> Your objective
Output each of the lines below as one string in a JSON list, in order, omitting any blank lines.

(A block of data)
## Begin
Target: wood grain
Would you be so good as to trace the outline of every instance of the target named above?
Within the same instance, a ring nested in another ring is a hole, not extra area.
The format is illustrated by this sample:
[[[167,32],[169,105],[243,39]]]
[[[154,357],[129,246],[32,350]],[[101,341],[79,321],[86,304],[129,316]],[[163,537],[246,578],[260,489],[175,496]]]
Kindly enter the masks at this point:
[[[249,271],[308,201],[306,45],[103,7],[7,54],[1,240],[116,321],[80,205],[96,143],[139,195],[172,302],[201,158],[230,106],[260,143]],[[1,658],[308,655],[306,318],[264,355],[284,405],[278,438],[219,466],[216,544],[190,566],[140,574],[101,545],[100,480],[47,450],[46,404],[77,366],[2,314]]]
## End
> Worked solution
[
  "Target: wood grain",
  "Would you be so good as to trace the outline of every instance of the target named above?",
  "Within the same instance, a ring nested in another ring is a hole, not extra area.",
  "The format is illustrated by this sample:",
  "[[[167,32],[169,105],[243,39]]]",
  "[[[154,357],[129,246],[32,350]],[[101,341],[79,321],[86,304],[129,316]],[[163,537],[246,578],[260,489],[175,496]]]",
  "Kindly enter the masks at this point:",
  "[[[249,271],[308,201],[306,45],[103,7],[7,54],[1,240],[116,321],[80,205],[96,143],[139,195],[172,302],[201,158],[230,106],[260,143]],[[1,658],[308,655],[306,318],[264,355],[284,405],[278,438],[219,466],[216,544],[190,566],[140,574],[101,545],[100,480],[47,450],[46,404],[77,366],[2,314]]]"
]